• Your task: Provide only the number of lines in the data below that contain the string "wooden".

• Data for this exercise:

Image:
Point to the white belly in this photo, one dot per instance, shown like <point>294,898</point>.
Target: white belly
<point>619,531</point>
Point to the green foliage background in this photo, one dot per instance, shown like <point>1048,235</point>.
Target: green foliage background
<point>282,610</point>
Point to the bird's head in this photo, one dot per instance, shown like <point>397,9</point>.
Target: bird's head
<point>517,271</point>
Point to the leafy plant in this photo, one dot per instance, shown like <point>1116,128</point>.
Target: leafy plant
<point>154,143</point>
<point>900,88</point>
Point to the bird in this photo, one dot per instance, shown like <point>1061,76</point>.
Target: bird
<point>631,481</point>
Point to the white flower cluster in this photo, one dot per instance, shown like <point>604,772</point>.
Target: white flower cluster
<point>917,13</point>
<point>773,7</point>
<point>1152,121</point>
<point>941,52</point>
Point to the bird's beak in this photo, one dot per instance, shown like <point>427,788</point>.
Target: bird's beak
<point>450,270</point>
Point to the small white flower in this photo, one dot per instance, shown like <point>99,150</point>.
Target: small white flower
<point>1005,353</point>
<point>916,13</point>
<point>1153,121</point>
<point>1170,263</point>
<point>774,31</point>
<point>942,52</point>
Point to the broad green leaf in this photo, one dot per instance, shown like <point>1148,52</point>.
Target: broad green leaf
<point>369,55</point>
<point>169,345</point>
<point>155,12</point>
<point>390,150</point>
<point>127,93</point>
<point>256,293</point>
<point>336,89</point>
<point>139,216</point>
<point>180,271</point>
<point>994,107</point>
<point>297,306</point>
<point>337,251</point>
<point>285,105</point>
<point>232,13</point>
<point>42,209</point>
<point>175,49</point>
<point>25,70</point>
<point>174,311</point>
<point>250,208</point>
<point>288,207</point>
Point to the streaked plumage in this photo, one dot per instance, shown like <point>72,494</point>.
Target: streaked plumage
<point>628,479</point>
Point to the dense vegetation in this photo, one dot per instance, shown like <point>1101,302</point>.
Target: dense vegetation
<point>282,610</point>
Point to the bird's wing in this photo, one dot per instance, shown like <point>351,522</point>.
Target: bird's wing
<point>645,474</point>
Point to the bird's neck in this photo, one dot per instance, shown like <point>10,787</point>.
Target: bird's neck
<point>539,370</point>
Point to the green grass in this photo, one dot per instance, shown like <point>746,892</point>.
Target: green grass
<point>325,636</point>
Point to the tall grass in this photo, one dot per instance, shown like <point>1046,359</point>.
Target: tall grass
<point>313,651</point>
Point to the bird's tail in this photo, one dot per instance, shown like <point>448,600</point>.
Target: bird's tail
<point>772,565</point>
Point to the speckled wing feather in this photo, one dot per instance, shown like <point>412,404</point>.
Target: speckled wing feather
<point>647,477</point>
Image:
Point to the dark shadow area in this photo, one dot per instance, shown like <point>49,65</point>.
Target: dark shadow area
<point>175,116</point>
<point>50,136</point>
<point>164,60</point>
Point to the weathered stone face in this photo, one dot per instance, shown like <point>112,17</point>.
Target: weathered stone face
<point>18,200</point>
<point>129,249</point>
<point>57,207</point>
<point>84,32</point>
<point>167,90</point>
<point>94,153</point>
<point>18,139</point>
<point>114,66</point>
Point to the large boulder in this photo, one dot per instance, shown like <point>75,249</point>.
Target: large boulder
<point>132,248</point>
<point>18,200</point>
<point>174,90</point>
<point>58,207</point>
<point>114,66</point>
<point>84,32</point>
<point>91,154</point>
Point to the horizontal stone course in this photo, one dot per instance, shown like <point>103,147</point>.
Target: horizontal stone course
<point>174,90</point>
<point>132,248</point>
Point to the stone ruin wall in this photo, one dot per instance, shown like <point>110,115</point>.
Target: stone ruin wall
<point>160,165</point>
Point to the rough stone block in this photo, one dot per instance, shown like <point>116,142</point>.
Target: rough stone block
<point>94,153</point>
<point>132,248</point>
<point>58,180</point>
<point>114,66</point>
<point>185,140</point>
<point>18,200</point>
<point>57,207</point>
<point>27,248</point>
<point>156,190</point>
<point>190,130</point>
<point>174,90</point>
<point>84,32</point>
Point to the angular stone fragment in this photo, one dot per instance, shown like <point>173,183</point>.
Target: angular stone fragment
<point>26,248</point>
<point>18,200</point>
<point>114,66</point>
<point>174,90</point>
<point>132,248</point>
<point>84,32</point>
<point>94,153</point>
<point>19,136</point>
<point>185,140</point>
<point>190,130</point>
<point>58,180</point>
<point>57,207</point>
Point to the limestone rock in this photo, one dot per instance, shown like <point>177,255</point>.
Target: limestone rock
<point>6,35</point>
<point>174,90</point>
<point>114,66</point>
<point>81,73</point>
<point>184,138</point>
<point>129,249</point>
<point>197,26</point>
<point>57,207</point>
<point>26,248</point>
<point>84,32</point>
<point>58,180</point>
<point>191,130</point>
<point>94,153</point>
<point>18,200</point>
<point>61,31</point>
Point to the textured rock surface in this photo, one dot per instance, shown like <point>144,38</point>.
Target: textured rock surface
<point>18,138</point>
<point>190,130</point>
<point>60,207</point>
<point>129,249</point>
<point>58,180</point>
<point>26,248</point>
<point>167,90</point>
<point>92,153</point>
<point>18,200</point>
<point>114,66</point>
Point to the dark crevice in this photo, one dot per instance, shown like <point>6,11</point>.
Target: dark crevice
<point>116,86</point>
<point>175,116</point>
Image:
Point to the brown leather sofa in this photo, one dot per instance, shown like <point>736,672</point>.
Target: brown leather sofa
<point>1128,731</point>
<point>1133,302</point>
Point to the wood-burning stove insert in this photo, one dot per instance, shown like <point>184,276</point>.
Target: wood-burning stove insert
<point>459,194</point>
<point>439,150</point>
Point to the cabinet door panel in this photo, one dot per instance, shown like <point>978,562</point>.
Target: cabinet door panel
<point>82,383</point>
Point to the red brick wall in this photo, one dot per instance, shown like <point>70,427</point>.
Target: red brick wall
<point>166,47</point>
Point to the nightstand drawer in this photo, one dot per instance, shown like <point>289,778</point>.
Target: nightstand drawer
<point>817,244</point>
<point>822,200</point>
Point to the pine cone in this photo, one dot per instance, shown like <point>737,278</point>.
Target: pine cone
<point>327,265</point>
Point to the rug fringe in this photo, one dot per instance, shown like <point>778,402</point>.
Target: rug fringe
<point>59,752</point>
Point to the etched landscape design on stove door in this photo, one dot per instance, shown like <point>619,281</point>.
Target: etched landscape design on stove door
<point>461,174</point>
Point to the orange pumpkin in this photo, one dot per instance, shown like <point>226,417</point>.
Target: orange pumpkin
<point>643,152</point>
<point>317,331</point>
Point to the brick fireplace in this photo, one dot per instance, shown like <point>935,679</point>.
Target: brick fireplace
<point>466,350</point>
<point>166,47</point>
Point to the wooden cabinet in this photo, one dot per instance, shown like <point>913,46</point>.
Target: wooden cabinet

• Solution for this exercise: 2